Activity – Could you continue the opinion column on American politics and the room to spend money, picking up after its last sentence?

Exercise passage –
┌──

뉴욕타임스
뉴욕타임스 인증된 계정 · 독보적인 저널리즘
2022/06/20
By Ross Douthat
There were many bad things about the period in American politics between Donald Trump’s escalator descent in summer 2015 and the arrival of the Covid pandemic: chaos, polarization, corruption, hysteria, the usual list.

But one notable good thing about that period was the return of intellectual ferment and policy ambition. Effectively, both Trump and Bernie Sanders demonstrated that more things were possible in American politics than had appeared the case in the dreary mid-Obama era, and populists and socialists rushed to fill the space they’d cleared — with ideas for right-wing industrial and family policy, with Medicare for All and the Green New Deal.

But you could argue that what really created this new sense of possibility, what helped Trump defeat the Republican establishment and lifted the Sanders campaigns in 2016 and (prepandemic) 2020, was the sense that America had more room to just spend money than the establishment in the Obama era had believed.

└──

Dataset –
┌──

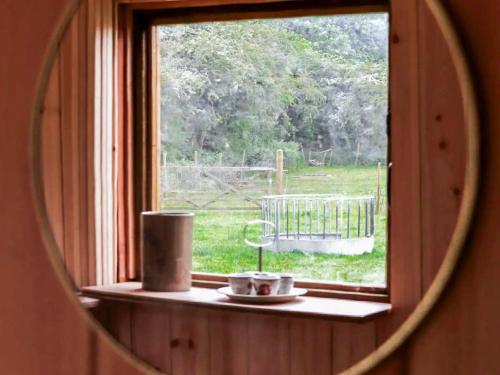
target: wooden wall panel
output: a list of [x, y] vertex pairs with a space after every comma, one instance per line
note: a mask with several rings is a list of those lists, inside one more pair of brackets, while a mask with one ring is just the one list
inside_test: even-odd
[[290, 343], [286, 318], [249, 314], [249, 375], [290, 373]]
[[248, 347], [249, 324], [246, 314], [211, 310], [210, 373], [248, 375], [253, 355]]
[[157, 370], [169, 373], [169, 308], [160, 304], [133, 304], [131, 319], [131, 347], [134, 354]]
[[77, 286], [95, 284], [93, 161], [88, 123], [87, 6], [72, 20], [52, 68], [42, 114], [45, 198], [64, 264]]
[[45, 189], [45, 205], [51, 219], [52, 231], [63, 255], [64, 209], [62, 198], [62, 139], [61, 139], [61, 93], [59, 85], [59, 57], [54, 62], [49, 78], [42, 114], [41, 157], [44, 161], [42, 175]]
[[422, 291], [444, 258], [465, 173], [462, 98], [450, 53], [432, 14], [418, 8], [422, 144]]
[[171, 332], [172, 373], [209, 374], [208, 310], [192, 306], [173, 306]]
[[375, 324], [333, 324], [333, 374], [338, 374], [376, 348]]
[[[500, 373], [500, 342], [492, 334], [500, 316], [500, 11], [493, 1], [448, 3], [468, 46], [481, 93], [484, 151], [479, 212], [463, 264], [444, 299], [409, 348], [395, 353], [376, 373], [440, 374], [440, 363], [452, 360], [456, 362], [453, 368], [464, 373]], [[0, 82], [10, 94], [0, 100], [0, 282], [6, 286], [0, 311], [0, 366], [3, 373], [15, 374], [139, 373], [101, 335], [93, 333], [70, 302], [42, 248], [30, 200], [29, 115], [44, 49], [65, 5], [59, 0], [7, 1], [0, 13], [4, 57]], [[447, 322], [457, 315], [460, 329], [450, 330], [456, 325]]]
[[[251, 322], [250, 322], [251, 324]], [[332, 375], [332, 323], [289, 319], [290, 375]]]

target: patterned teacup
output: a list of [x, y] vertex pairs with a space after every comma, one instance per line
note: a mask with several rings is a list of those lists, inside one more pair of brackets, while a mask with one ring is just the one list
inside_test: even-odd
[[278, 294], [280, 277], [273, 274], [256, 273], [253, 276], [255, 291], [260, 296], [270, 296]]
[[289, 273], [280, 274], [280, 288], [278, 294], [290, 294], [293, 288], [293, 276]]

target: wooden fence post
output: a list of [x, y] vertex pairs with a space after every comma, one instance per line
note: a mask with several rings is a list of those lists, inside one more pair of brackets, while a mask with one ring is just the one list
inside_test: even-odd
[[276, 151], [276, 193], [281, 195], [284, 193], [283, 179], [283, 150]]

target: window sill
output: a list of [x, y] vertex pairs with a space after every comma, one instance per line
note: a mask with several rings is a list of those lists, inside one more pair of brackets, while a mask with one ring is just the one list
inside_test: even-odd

└──

Written response –
When deficits skyrocketed during the Great Recession, not just Tea Partyers but also lots of respectable centrists assumed that there were real inflation and debt-crisis risks on the horizon. In this landscape, Washington became obsessed with fiscal grand bargains, and any kind of policy innovation seemed to require brutal pay-fors: If you wanted new liberal social programs, you needed sweeping tax increases; if you wanted “reform-conservative” support for work and family, you needed sweeping entitlement reform.